DATASET EXTRACT:

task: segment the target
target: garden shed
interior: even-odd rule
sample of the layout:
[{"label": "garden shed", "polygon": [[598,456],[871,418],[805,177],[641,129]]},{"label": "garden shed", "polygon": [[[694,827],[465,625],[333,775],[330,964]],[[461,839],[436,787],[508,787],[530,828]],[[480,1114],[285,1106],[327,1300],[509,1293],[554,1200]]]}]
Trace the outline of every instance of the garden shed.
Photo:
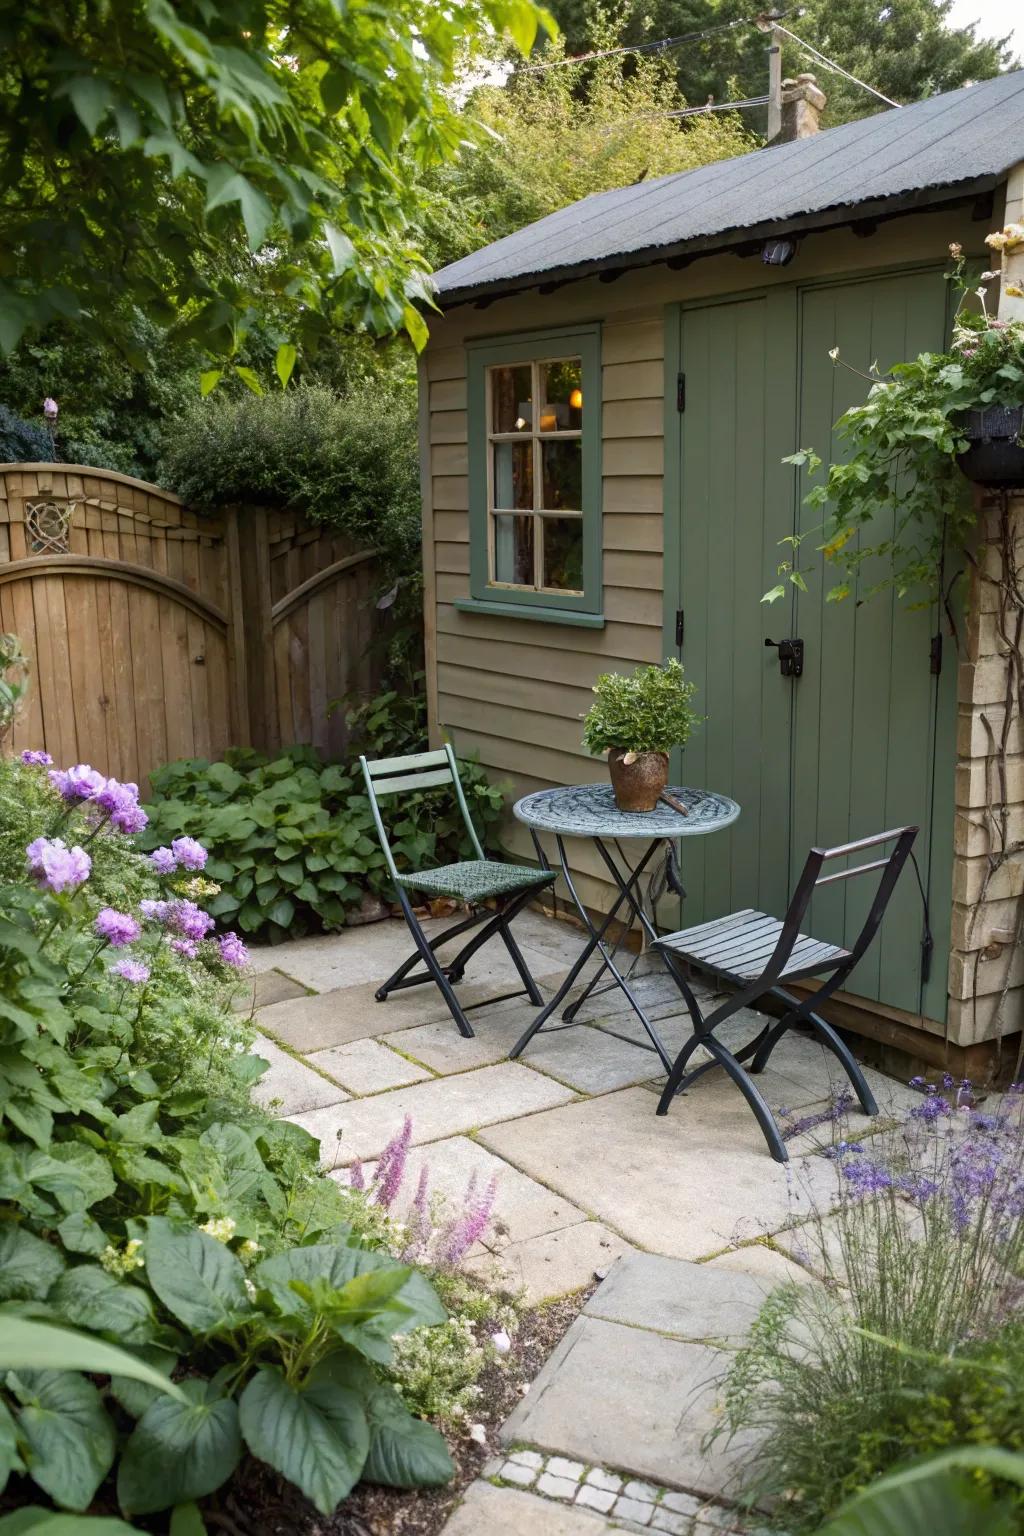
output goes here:
[{"label": "garden shed", "polygon": [[[1020,882],[986,886],[976,814],[995,644],[976,613],[951,634],[937,606],[891,592],[826,604],[818,580],[760,599],[779,541],[820,517],[784,455],[827,463],[868,388],[830,351],[867,373],[941,350],[950,243],[983,259],[1016,207],[1024,73],[818,132],[822,100],[789,82],[789,142],[589,197],[437,274],[421,360],[431,728],[515,795],[601,779],[580,740],[595,677],[678,656],[707,718],[674,782],[742,807],[687,850],[686,922],[781,913],[812,843],[919,824],[930,946],[908,872],[839,1014],[969,1065],[1020,1029],[1024,980],[1007,930]],[[799,675],[781,639],[803,642]],[[525,829],[508,839],[530,855]],[[844,888],[816,903],[837,942],[863,919]]]}]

REQUIRED ACTION: Copy out the records above in full, exactly as written, but not the pictures.

SOLUTION TO THIS TASK:
task: segment the target
target: garden shed
interior: even-odd rule
sample of the layout:
[{"label": "garden shed", "polygon": [[598,456],[871,418],[805,177],[641,129]]},{"label": "garden shed", "polygon": [[[694,827],[465,625],[333,775],[330,964]],[[461,839],[436,787],[508,787],[530,828]],[[480,1114],[285,1106],[327,1300],[509,1293],[554,1200]]]}]
Trace the outline of every instance of the garden shed.
Photo:
output goes here:
[{"label": "garden shed", "polygon": [[[1020,882],[986,886],[976,814],[995,644],[976,613],[951,634],[937,606],[891,592],[826,604],[818,580],[760,599],[779,541],[820,517],[784,455],[827,463],[868,388],[830,351],[867,373],[941,350],[950,243],[983,259],[1016,207],[1024,73],[818,132],[822,100],[789,82],[789,142],[589,197],[437,274],[421,360],[431,728],[515,795],[601,779],[580,740],[595,677],[678,656],[707,718],[674,782],[742,807],[687,850],[686,922],[781,913],[812,843],[919,824],[930,946],[908,872],[839,1014],[969,1065],[1020,1029],[1024,980],[1007,930]],[[799,675],[781,639],[803,642]],[[525,829],[508,839],[530,855]],[[844,888],[816,903],[837,942],[863,919]]]}]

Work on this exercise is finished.